> [WHAT IS REQUIRED] Apart from the images, repeat the data below exactly as written.

> [INPUT DATA]
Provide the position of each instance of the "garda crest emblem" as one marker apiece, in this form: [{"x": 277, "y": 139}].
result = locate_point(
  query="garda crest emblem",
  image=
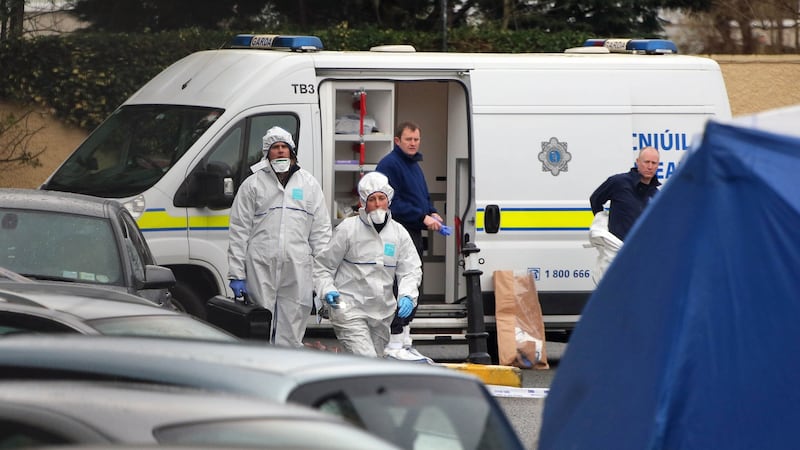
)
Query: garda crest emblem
[{"x": 554, "y": 156}]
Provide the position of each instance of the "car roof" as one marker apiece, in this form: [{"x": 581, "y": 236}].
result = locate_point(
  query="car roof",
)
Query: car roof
[
  {"x": 251, "y": 368},
  {"x": 130, "y": 412},
  {"x": 65, "y": 202},
  {"x": 79, "y": 300}
]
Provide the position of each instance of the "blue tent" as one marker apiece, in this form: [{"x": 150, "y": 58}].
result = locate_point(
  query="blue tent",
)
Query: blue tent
[{"x": 692, "y": 338}]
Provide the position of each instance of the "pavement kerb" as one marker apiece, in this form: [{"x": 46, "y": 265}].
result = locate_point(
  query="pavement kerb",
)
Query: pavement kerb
[{"x": 490, "y": 374}]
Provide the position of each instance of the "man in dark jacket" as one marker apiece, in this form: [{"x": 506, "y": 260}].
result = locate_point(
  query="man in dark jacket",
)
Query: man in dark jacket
[
  {"x": 628, "y": 193},
  {"x": 411, "y": 207}
]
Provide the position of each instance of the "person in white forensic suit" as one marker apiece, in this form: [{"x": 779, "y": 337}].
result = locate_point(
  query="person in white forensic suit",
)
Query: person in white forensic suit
[
  {"x": 355, "y": 273},
  {"x": 278, "y": 223}
]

> [OUTPUT]
Provide the position of each instance of the "garda crest emblem" as one marker apiece, in this form: [{"x": 277, "y": 139}].
result = locate_point(
  query="garda crest emblem",
  image=
)
Query: garda crest emblem
[{"x": 554, "y": 156}]
Provide the position of each instance of the "car roof" as one marker apiece, in this form: [{"x": 581, "y": 236}].
result = locate_point(
  query="car roof",
)
Query: car roof
[
  {"x": 251, "y": 368},
  {"x": 130, "y": 412},
  {"x": 65, "y": 202},
  {"x": 79, "y": 300}
]
Provide the position of each instance of the "blue tent" as one marker apiece, in this form: [{"x": 150, "y": 58}].
result = locate_point(
  query="blue tent",
)
Query: blue tent
[{"x": 692, "y": 338}]
Provide the position of each instance of the "pavement kerb" as one marker apiece, in this form: [{"x": 46, "y": 265}].
result = locate_point(
  query="pavement kerb",
)
Query: pavement kerb
[{"x": 490, "y": 374}]
Provide the position of each instance of the "man in dark jacket" as one marker apiece, in this form: [{"x": 506, "y": 260}].
result = locate_point(
  query="man in dark jacket",
)
Query: man in dark jacket
[
  {"x": 628, "y": 193},
  {"x": 411, "y": 207}
]
Provide the position of each instance of the "person in white forensic suit" as one marker apiece, in this form: [{"x": 779, "y": 337}].
result = locate_point(
  query="person in white forensic suit",
)
Query: person in white forensic suit
[
  {"x": 355, "y": 273},
  {"x": 278, "y": 223}
]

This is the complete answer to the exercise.